Goal 1:
In the reading on vessel motions in heavy weather, what is a vessel with a small metacentric height called?

4.1. Vessel Motions in Heavy Weather
In order to better understand the effect of heavy weather conditions on underway vessels at this point, it is worth briefly introducing some basic information on vessel stability characteristics and the most dangerous vessel motions that can lead to damages to the cargo, the vessel itself, or the crew onboard. When a vessel floats in the sea, it is under the action of two major forces, gravity (G), a downward force that is equivalent to the weight of the body, acting at the center of gravity, and an upward vertical buoyancy force (B) which is equal to the weight of the water displaced by the immersed body (water plane) which passes through the center of the displaced volume of water (center of buoyancy). G and B lie on the same vertical center line (
Figure 1, left). If the vessel heels to some angle because of an external force such as wind or waves, then the water volume displaced is larger to one side (
Figure 1, right); thus, the center of buoyancy shifts to the right from B to B
1, while at the same time, G remains in its original position. The point at which the vertical line from the new buoyancy center (B
1) intersects the center line is called the metacenter of the vessel (M). The distance between the G and M is the metacentric height (GM) and is a key factor in vessel stability. Depending on the relative locations of G and M, the GM can be large or small, leading to a vessel with high or low stability, respectively. The term stability refers to a vessel’s ability to return (roll) to the upright position when heeled. A vessel with high GM is called stiff, and it has a relatively small rolling period (rolls quickly) which could cause damage to cargo/vessel and discomfort to the crew onboard. The rolling period is the time taken by the ship to roll from one side to the other and back again to the initial position. Vessels with small GM are known as tender. Tender vessels have a much larger rolling period; however, the angle of the maximum heel from which the vessel can return to the upright position is smaller (risk of capsizing). When M is below G, GM becomes negative, and the vessel is unstable, with a high risk of capsizing.

Data in this exercise:
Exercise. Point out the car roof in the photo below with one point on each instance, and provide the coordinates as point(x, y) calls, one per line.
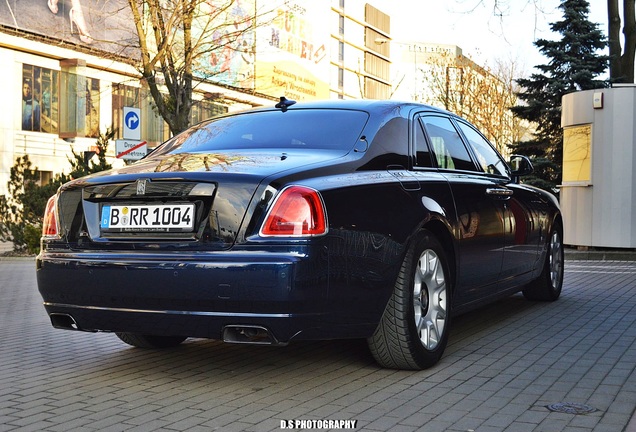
point(371, 105)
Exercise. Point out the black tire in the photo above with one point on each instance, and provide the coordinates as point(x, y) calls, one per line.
point(413, 331)
point(150, 341)
point(547, 287)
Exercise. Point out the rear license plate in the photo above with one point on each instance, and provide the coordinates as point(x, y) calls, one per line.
point(145, 218)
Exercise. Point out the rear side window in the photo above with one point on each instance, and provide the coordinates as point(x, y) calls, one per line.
point(422, 152)
point(487, 157)
point(447, 146)
point(294, 129)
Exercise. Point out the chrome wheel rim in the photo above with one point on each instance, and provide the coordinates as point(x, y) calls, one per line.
point(556, 260)
point(429, 299)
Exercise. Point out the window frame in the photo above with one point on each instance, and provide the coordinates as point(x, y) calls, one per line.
point(436, 165)
point(474, 153)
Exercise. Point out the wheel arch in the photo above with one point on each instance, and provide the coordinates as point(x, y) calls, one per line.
point(443, 234)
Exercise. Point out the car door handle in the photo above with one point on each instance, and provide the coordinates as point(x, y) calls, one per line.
point(499, 192)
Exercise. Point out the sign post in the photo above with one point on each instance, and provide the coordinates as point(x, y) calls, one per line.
point(130, 149)
point(132, 123)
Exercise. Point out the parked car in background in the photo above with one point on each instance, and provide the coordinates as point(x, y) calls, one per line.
point(338, 219)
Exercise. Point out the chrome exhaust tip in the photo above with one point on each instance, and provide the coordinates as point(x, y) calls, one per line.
point(65, 322)
point(249, 334)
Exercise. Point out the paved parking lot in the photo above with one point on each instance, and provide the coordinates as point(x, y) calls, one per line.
point(504, 366)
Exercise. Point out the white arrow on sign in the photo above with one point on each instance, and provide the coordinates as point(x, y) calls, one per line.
point(132, 123)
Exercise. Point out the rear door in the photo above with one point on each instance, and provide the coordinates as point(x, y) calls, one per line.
point(479, 207)
point(521, 227)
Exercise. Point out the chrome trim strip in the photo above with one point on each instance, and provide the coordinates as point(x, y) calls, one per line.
point(172, 312)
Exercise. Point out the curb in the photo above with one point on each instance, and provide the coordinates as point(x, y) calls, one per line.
point(600, 255)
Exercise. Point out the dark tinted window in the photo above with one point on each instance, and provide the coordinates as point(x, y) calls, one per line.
point(297, 129)
point(447, 146)
point(422, 152)
point(487, 157)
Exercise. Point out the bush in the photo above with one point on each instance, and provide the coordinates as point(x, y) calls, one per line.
point(21, 210)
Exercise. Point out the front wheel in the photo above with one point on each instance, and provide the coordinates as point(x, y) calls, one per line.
point(413, 331)
point(150, 341)
point(547, 287)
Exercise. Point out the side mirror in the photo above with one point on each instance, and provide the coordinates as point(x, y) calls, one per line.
point(520, 166)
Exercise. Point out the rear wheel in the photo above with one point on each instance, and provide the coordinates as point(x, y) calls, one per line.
point(413, 331)
point(150, 341)
point(547, 287)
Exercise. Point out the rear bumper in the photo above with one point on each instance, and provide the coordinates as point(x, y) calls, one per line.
point(194, 295)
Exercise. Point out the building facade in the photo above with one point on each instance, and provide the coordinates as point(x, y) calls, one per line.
point(67, 72)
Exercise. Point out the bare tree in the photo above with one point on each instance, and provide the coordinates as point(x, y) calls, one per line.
point(622, 54)
point(180, 39)
point(482, 95)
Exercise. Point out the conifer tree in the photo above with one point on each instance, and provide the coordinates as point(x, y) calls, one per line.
point(574, 64)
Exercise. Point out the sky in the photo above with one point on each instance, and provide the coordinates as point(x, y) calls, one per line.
point(483, 33)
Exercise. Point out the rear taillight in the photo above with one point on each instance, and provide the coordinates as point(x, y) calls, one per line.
point(298, 211)
point(49, 224)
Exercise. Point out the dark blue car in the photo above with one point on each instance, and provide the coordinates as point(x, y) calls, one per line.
point(338, 219)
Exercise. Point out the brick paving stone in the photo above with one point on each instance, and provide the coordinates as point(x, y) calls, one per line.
point(505, 362)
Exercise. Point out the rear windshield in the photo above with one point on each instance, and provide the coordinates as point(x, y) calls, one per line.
point(294, 129)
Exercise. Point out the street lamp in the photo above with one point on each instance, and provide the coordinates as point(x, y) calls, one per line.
point(413, 46)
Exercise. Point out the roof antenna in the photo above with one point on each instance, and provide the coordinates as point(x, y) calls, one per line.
point(284, 103)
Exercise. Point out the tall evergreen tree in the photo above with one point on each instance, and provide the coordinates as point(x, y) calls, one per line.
point(573, 65)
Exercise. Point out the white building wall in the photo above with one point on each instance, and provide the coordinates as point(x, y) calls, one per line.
point(602, 212)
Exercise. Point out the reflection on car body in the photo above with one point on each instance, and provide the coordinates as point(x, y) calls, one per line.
point(338, 219)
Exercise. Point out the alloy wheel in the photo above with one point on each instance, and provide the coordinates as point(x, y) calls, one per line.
point(430, 299)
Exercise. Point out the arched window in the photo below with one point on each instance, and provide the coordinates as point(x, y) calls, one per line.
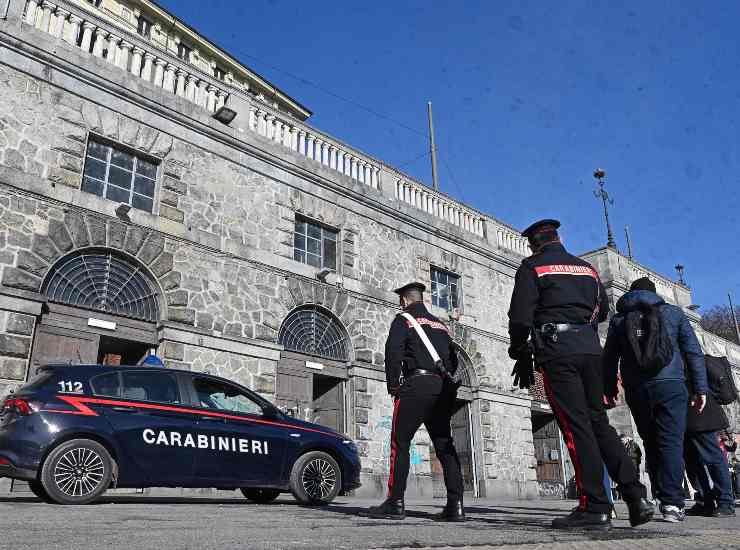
point(101, 280)
point(313, 331)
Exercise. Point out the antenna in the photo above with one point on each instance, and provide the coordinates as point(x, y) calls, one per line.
point(629, 241)
point(432, 148)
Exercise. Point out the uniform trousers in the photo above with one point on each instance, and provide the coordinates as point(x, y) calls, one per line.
point(575, 390)
point(423, 399)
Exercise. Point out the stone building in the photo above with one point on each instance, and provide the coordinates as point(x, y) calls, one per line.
point(135, 216)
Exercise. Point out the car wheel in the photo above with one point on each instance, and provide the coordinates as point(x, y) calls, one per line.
point(315, 479)
point(38, 490)
point(261, 496)
point(77, 472)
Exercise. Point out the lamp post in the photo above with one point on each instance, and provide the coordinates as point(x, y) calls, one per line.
point(600, 174)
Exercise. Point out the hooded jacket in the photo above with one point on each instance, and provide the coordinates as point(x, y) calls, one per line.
point(685, 346)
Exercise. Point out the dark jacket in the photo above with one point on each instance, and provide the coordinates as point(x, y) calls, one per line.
point(553, 286)
point(712, 418)
point(679, 330)
point(405, 352)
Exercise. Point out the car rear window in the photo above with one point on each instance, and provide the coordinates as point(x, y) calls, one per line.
point(150, 386)
point(108, 385)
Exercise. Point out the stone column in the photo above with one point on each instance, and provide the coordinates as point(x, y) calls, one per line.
point(211, 98)
point(87, 30)
point(74, 29)
point(61, 19)
point(311, 139)
point(159, 65)
point(136, 57)
point(125, 54)
point(169, 77)
point(202, 95)
point(31, 9)
point(113, 42)
point(180, 82)
point(98, 46)
point(191, 86)
point(45, 21)
point(146, 72)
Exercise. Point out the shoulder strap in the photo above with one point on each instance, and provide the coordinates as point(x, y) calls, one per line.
point(423, 335)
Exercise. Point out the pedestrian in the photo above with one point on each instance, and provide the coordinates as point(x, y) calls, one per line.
point(420, 361)
point(646, 341)
point(705, 454)
point(633, 451)
point(559, 300)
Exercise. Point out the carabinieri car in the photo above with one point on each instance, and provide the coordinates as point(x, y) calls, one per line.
point(74, 431)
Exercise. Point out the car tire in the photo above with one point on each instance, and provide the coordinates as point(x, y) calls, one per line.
point(77, 472)
point(261, 496)
point(316, 478)
point(38, 490)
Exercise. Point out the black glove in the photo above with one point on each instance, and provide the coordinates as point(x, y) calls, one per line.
point(523, 372)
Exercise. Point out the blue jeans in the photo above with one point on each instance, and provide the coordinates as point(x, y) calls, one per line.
point(659, 409)
point(705, 461)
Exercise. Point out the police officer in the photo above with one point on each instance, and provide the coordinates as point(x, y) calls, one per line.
point(423, 393)
point(559, 300)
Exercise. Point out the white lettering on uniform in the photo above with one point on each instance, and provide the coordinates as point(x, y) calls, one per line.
point(148, 436)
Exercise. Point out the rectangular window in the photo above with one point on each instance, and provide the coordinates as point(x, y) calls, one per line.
point(144, 27)
point(183, 52)
point(314, 244)
point(119, 175)
point(445, 289)
point(150, 386)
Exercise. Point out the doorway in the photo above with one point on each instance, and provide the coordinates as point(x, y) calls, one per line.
point(548, 451)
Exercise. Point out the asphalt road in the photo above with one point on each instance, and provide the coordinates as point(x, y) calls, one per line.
point(133, 523)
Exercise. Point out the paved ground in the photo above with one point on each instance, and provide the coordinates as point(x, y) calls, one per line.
point(228, 523)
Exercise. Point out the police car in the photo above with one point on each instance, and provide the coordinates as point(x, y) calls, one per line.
point(75, 431)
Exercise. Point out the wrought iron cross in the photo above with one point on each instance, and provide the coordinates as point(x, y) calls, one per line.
point(600, 174)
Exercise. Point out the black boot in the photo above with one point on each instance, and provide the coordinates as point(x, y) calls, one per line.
point(641, 511)
point(580, 519)
point(453, 511)
point(391, 508)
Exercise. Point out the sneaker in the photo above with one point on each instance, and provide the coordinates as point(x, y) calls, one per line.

Goal 2:
Please give everything in the listing again from the line containing "Exercise. Point out the police car" down to the end of the listing, including the requests. Multiply every coordinate in the answers by 2.1 and round to whole numbers, with halves rounded up.

Output 1:
Tender.

Output 2:
Exercise. Point out the police car in the photo above with one point on each instance, and provide the coordinates as point(x, y) calls, one per line.
point(158, 905)
Exercise. Point out the wrought iron cross in the photo above with one point on each instance, and provide the coordinates as point(x, y) calls, one per line.
point(1260, 365)
Exercise. Point out the black boot in the photo above with one point on each instance, and provide the coordinates as point(x, y) calls, one per line.
point(1346, 1073)
point(1218, 1090)
point(951, 1073)
point(821, 1067)
Exercise. Point out the sneaker in the photo above with one point on each instance, and provide the coordinates as point(x, y) calls, one per line.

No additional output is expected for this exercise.